Copy the data below exactly, omitting any picture it contains.

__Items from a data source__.
# # #

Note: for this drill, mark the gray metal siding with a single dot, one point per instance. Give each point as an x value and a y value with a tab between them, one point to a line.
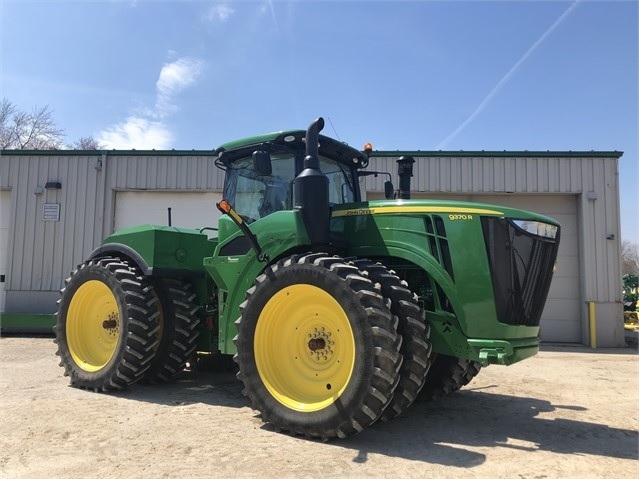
43	253
598	224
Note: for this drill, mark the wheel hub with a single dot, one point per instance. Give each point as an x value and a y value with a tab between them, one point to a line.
320	344
304	347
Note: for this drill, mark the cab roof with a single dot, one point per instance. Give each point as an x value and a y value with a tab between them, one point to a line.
293	139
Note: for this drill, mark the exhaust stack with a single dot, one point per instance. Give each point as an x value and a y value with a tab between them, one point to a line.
311	190
405	172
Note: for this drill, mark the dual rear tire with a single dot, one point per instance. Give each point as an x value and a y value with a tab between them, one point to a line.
116	327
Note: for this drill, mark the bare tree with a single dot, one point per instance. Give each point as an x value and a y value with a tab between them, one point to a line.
629	258
87	143
6	112
22	130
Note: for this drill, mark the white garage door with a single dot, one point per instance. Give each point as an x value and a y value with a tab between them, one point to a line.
5	211
188	209
561	319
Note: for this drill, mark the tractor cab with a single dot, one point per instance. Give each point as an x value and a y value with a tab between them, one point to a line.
261	172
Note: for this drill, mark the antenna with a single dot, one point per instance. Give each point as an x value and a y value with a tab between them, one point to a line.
334	130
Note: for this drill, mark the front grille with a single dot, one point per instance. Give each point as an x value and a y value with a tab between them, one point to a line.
521	266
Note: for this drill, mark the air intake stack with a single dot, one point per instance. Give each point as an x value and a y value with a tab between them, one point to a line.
311	190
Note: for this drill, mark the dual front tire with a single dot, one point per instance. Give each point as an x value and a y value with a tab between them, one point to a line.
319	349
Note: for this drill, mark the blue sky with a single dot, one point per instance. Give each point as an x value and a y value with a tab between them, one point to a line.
452	75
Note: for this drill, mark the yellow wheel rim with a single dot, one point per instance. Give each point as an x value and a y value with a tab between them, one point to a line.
304	348
93	326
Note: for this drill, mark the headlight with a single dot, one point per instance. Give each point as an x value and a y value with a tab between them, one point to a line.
537	228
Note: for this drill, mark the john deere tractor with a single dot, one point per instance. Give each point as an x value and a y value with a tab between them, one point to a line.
338	312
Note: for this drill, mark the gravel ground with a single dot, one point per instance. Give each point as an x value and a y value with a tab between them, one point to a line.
567	412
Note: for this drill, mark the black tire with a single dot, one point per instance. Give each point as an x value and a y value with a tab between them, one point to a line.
416	347
317	347
106	325
178	332
447	375
472	370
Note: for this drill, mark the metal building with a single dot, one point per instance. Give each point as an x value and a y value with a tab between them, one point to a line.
57	206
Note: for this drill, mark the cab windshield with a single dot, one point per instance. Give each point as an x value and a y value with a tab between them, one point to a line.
255	196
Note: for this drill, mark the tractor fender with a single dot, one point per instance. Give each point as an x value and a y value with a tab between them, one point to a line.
122	249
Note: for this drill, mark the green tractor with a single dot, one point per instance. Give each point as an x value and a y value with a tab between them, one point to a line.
338	312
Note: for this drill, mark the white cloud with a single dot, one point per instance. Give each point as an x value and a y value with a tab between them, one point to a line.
219	13
175	77
147	130
136	133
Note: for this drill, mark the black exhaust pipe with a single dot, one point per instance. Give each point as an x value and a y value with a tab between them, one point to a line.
405	172
311	190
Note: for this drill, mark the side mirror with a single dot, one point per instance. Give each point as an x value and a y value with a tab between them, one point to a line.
262	163
389	190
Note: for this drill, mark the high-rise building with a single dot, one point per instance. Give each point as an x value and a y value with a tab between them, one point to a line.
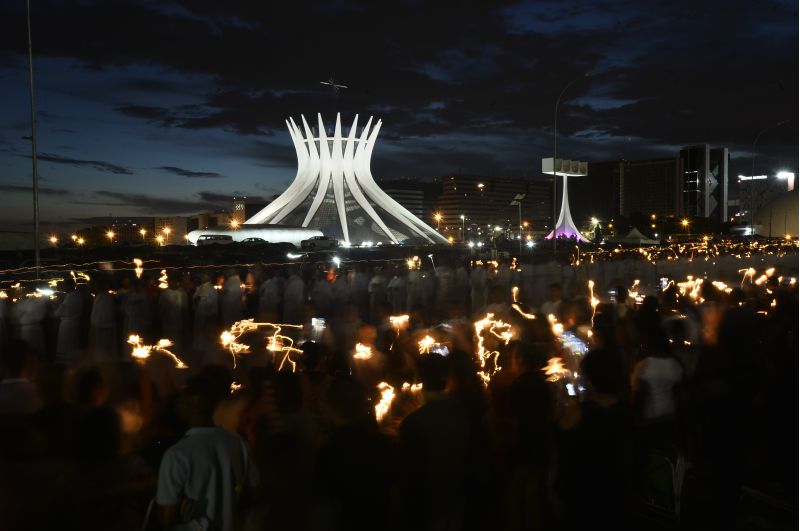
171	229
705	181
418	197
486	200
650	186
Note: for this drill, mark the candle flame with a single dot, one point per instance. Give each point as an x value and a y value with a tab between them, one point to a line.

# # #

__Answer to the task__.
Note: for this drill, mark the gray metal siding with a single dot, one point per instance. Give each point as an x value and a y value with a tab between them, one point to a line.
43	253
598	224
Note: for this drill, mark the wheel hub with a single dot, one point per instance. Give each point as an x value and a y value with a tab between them, one point to a line.
320	344
304	347
Note: for this drill, mark the cab roof with a single dot, one point per instance. Give each point as an x value and a y value with a tab between them, one point to a line.
293	139
Note: for this drill, mark the exhaust stack with a single dot, one point per instance. Give each point as an x value and a y value with a tab between them, one point to a line.
311	190
405	172
Note: for this drill, mark the dual rear tire with a single dot, one point per instance. Give each point as an x value and a y value with a tab between them, one point to a line.
116	327
Note: for this drill, mark the bare tree with a single dot, one point per instance. Give each point as an x value and a y value with a tab between them, one point to a line.
629	258
87	143
6	112
22	130
Note: for this drill, mark the white garage door with a single dot, one point per instance. Give each point as an x value and a y value with a tab between them, one point to a line.
5	211
188	209
561	319
Note: for this drill, mark the tractor cab with a single dot, one point per instance. Give each point as an x value and a y value with a tab between them, one point to a line.
261	172
Note: for this drill, mark the antenna with a single dot, one point per instance. Give each point as an x value and a y value with a tab between them, one point to a line.
334	130
Note: for this drill, mark the front grille with a single dot, one point per instance. Give each point as an x value and a y value with a tab between them, one point to a line.
521	266
Note: for this drill, mark the air intake stack with a single dot, one point per instance. Give each point as an x value and a y value with a tab between them, one point to a line.
311	190
Note: for this drill, mark the dual front tire with a single dot, one point per instance. Give each point as an x value and a y value with a tab between them, one point to a line.
319	349
Note: for this drill, mark the blue sky with a single dot, one point per instance. Give each point as an x value and a y value with a tab between them, one point to a line.
452	75
Note: for this drill, mark the yellow wheel rim with a single dot, one point per instance. Give each point as an x value and a y value with a tab between them, one point to a line.
304	348
93	326
Note: for this drill, mark the headlight with a single dot, one point per instance. Give each point as an x value and a y value with a tab between them, one point to a line.
537	228
Note: for this drill, mark the john deere tractor with a single dot, one point per instance. Give each point as an x value and a y value with a tab between them, one point to a line.
338	312
Note: for this drill, mark the gravel ground with a single dot, one point per instance. Give each point as an x value and a y value with a tab between them, one point to a line.
567	412
Note: for this drill, mark the black tire with a single dot, one point per instance. Give each point as an x value and a y value with a tab between them, one point to a line.
416	347
317	347
106	325
178	332
447	375
472	370
Note: for this drill, mark the metal building with a single dot, one point per instance. Give each point as an x value and a y value with a tab between them, one point to a line.
57	206
Note: for this drill, mark the cab windshield with a single dot, one point per instance. Give each point as an x value and a y value with a tab between them, one point to a line.
255	196
Note: for this drill, mark the tractor fender with a single dot, one point per instance. Give each point as an x value and a y value with a tab between them, one point to a line.
122	249
Note: for this drill, mark the green tractor with a single dot, one point per instance. Give each point as an x value and a y value with a tab between them, one point to a line.
338	312
Note: for this drill, mark the white cloud with a single dot, one point per instance. Give each point as an x value and a y value with a tab between them, one point to a line.
219	13
175	77
147	130
136	133
Note: for this drill, mark the black exhaust pipe with a single dot, one point per instance. Give each point as an x value and a y value with a tab between them, one point to a line.
405	172
311	190
Note: for this drill, mark the side mirror with a single dot, one point per instance. Give each point as an x value and a y value with a tab between them, one point to a line.
262	163
389	190
Note: for this drill, mark the high-rise building with a single dot, one point per instance. Give each point as an x value and a y value with a tab between them, one point to a line.
171	229
705	181
418	197
486	200
650	186
Note: for this drill, mark the candle flame with a single dot, one point per instance. Give each point as an x value and a y value with a tab between them, one point to a line.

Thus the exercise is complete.